### [WRITTEN EXERCISE]
Convert every one of the lines below into a JSON list of strings, one string per line. Leave out any blank lines.
****************************************
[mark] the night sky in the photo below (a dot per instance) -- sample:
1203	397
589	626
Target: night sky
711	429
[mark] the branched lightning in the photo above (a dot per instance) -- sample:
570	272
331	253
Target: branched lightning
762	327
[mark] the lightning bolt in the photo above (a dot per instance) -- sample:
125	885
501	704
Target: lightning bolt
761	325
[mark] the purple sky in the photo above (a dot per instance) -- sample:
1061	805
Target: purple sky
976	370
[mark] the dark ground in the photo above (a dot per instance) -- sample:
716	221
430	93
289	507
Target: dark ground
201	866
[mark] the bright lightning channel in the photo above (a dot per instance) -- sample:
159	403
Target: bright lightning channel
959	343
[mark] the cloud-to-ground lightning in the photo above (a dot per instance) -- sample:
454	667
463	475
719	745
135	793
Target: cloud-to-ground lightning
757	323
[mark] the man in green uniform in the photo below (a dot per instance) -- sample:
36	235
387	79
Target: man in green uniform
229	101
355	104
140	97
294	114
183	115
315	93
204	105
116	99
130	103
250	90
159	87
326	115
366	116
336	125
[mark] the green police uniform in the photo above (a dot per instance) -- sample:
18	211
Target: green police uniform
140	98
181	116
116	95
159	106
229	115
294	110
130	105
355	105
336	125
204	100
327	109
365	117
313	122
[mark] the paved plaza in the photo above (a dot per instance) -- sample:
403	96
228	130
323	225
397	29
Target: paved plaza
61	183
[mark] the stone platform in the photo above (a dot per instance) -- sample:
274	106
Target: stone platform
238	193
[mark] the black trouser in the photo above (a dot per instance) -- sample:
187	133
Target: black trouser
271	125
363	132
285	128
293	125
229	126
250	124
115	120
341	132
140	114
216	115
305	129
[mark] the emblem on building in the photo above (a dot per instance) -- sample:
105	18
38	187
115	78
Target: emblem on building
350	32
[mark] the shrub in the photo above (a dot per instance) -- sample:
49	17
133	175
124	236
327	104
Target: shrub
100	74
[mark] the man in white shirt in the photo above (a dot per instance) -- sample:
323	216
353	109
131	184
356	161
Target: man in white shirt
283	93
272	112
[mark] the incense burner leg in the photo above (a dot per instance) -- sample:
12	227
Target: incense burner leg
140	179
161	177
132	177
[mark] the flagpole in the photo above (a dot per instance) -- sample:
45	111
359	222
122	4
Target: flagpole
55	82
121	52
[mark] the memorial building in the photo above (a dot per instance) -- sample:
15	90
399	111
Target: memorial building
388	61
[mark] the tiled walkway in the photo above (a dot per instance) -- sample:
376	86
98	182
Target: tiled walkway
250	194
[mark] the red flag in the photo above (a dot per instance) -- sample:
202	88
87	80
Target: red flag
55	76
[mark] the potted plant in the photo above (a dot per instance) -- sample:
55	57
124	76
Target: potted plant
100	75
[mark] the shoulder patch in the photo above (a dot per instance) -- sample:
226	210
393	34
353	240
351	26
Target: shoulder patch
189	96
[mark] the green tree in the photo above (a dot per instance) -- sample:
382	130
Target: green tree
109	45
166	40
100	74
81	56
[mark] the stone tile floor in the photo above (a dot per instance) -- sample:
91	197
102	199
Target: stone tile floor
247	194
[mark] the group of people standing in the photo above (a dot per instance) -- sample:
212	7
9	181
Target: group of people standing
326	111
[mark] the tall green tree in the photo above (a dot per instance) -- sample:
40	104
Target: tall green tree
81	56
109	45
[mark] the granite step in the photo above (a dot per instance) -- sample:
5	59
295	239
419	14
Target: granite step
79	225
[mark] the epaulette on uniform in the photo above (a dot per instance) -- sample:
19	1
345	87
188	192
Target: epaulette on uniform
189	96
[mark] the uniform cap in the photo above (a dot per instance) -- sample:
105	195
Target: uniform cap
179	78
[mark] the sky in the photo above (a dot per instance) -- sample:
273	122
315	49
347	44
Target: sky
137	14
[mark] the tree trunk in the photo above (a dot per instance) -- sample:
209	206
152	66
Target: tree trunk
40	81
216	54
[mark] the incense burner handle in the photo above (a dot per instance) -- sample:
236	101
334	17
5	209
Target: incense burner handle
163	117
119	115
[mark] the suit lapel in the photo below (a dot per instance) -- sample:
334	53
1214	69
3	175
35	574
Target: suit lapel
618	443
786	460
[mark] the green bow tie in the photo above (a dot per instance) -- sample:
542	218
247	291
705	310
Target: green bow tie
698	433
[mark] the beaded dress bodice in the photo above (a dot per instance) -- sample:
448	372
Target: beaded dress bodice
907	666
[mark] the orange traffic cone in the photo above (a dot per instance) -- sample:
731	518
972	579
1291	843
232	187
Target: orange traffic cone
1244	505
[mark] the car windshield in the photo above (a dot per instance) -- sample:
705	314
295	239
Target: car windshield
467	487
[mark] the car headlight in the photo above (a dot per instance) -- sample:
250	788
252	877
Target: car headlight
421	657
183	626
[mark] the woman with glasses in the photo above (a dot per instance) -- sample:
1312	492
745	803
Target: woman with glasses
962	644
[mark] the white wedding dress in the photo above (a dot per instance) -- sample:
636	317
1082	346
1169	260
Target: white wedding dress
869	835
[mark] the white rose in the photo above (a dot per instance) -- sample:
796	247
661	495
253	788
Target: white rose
****************************************
### [TASK ANSWER]
[
  "[mark] the night sky in the photo below (a dot per instance) -- sample:",
  "1203\t397",
  "589\t626",
  "Target: night sky",
  "711\t429",
  "[mark] the branched lightning in the photo above (a dot per instance) -- sample:",
  "570\t272",
  "331\t253",
  "Target: branched lightning",
  "762\t327",
  "[mark] the lightning bolt in the photo above (a dot per instance) -- sample:",
  "125\t885",
  "501\t704",
  "Target: lightning bolt",
  "761\t325",
  "[mark] the purple sky in the photo above (a dot per instance) -- sample:",
  "1061\t805",
  "Target: purple sky",
  "976\t370",
  "[mark] the dark ground in the photo above (a dot per instance) -- sample:",
  "716\t221",
  "430\t93",
  "289\t507",
  "Target: dark ground",
  "201\t866",
  "[mark] the bright lightning channel in the photo above (a dot per instance) -- sample:",
  "159\t403",
  "Target: bright lightning channel",
  "959\t343",
  "[mark] the cloud-to-ground lightning in the photo above (a dot per instance) -- sample:",
  "454\t667",
  "463\t475",
  "719\t745",
  "135\t793",
  "Target: cloud-to-ground lightning",
  "757\t323",
  "[mark] the man in green uniform in the photo below (a dot per instance) -- sample:",
  "36\t235",
  "387\t79",
  "Target: man in green uniform",
  "229\t101",
  "355\t104",
  "140\t97",
  "294\t114",
  "183\t115",
  "315\t93",
  "204\t105",
  "116\t99",
  "130\t103",
  "250\t90",
  "159\t87",
  "326\t115",
  "366\t116",
  "336\t125",
  "[mark] the green police uniform in the photo above (a dot per instance) -- sample:",
  "18\t211",
  "Target: green police uniform",
  "140\t98",
  "181\t116",
  "116\t95",
  "159\t106",
  "229\t115",
  "294\t110",
  "130\t105",
  "355\t105",
  "336\t125",
  "204\t100",
  "327\t109",
  "365\t117",
  "313\t122",
  "[mark] the paved plaza in the photo above (a dot per instance) -- sample:",
  "403\t96",
  "228\t130",
  "323\t225",
  "397\t29",
  "Target: paved plaza",
  "61\t183",
  "[mark] the stone platform in the photo above (a dot per instance) -- sample:",
  "274\t106",
  "Target: stone platform",
  "238\t193",
  "[mark] the black trouser in the photo above (a dot per instance) -- sample:",
  "187\t133",
  "Target: black trouser",
  "271\t125",
  "363\t132",
  "285\t128",
  "293\t125",
  "229\t126",
  "250\t124",
  "115\t120",
  "341\t132",
  "140\t114",
  "216\t115",
  "305\t129",
  "[mark] the emblem on building in the photo above (a dot per instance) -- sample:",
  "105\t18",
  "38\t187",
  "115\t78",
  "Target: emblem on building",
  "350\t32",
  "[mark] the shrub in the photo above (a dot per instance) -- sample:",
  "49\t17",
  "133\t175",
  "124\t236",
  "327\t104",
  "Target: shrub",
  "100\t74",
  "[mark] the man in white shirt in the photo above (a dot per instance) -- sample:",
  "323\t216",
  "353\t109",
  "131\t184",
  "356\t161",
  "Target: man in white shirt",
  "283\t93",
  "272\t112",
  "[mark] the incense burner leg in the photo above (a dot per instance) -- sample:",
  "12\t227",
  "Target: incense burner leg",
  "140\t179",
  "161\t177",
  "132\t177",
  "[mark] the flagpole in the photo above (a dot per instance) -- sample:",
  "45\t111",
  "359\t222",
  "122\t4",
  "Target: flagpole",
  "55\t82",
  "121\t52",
  "[mark] the memorial building in the photo above (a dot per instance) -- sample:",
  "15\t90",
  "399\t111",
  "Target: memorial building",
  "388\t61",
  "[mark] the tiled walkway in the photo above (a dot per instance) -- sample:",
  "376\t86",
  "98\t182",
  "Target: tiled walkway",
  "250\t194",
  "[mark] the red flag in the photo above (a dot per instance) -- sample:",
  "202\t88",
  "87\t80",
  "Target: red flag",
  "55\t76",
  "[mark] the potted plant in the photo above (a dot per instance) -- sample:",
  "55\t57",
  "124\t76",
  "Target: potted plant",
  "100\t75",
  "[mark] the shoulder patch in the photo above (a dot per instance) -- sample:",
  "226\t210",
  "393\t34",
  "353\t240",
  "351\t26",
  "Target: shoulder patch",
  "189\t96",
  "[mark] the green tree in the photo above (a dot per instance) -- sample:",
  "382\t130",
  "Target: green tree",
  "109\t45",
  "166\t40",
  "100\t74",
  "81\t56",
  "[mark] the stone tile floor in the photo above (a dot per instance) -- sample:",
  "91\t197",
  "102\t199",
  "Target: stone tile floor",
  "247\t194",
  "[mark] the group of people standing in the photo above (a dot per instance) -- sample:",
  "212\t7",
  "9\t181",
  "Target: group of people standing",
  "326\t111",
  "[mark] the tall green tree in the photo above (a dot per instance) -- sample:",
  "40\t104",
  "Target: tall green tree",
  "81\t56",
  "109\t45",
  "[mark] the granite step in the photo above (a dot per instance) -- sample:",
  "5\t59",
  "295\t239",
  "419\t14",
  "Target: granite step",
  "79\t225",
  "[mark] the epaulette on uniform in the photo above (a dot per instance) -- sample:",
  "19\t1",
  "345\t87",
  "188\t192",
  "Target: epaulette on uniform",
  "189\t96",
  "[mark] the uniform cap in the photo above (a dot per instance) -- sample:",
  "105\t195",
  "Target: uniform cap",
  "179\t78",
  "[mark] the sky in the photo above (a dot per instance) -- sample:",
  "273\t122",
  "315\t49",
  "347\t44",
  "Target: sky",
  "137\t14",
  "[mark] the tree trunk in the photo above (a dot per instance) -- sample:",
  "209\t206",
  "152\t66",
  "Target: tree trunk",
  "40\t81",
  "216\t54",
  "[mark] the incense burner handle in the photo above (a dot per instance) -- sample:",
  "236\t101",
  "334\t17",
  "5\t209",
  "Target: incense burner handle",
  "163\t117",
  "119\t115",
  "[mark] the suit lapel in the photo below (a dot per instance) -- sample:",
  "334\t53",
  "1214\t69",
  "3\t175",
  "35\t574",
  "Target: suit lapel",
  "618\t443",
  "786\t460",
  "[mark] the green bow tie in the photo above (a dot per instance) -- sample:",
  "542\t218",
  "247\t291",
  "705\t310",
  "Target: green bow tie",
  "698\t433",
  "[mark] the beaded dress bodice in the photo above (a dot per instance) -- sample:",
  "448\t372",
  "Target: beaded dress bodice",
  "907\t666",
  "[mark] the orange traffic cone in the photo above (a dot per instance) -- sample:",
  "731\t518",
  "972\t579",
  "1291\t843",
  "232\t187",
  "Target: orange traffic cone",
  "1244\t505",
  "[mark] the car windshield in the photo above (a dot per instance) -- sample:",
  "705\t314",
  "295\t239",
  "Target: car windshield",
  "467\t487",
  "[mark] the car headlight in the photo above (a dot per instance) -- sample:",
  "250\t788",
  "252\t877",
  "Target: car headlight",
  "421\t657",
  "183\t626",
  "[mark] the woman with glasses in the photo above (a dot per instance) -- sample:",
  "1312\t492",
  "745\t803",
  "Target: woman with glasses",
  "962\t644",
  "[mark] the white wedding dress in the photo above (a dot per instance) -- sample:",
  "636\t317",
  "1082\t346",
  "1169\t260",
  "Target: white wedding dress",
  "869\t835",
  "[mark] the white rose in the photo above (a dot per instance) -- sample:",
  "796\t247",
  "661\t495",
  "253\t788",
  "Target: white rose"
]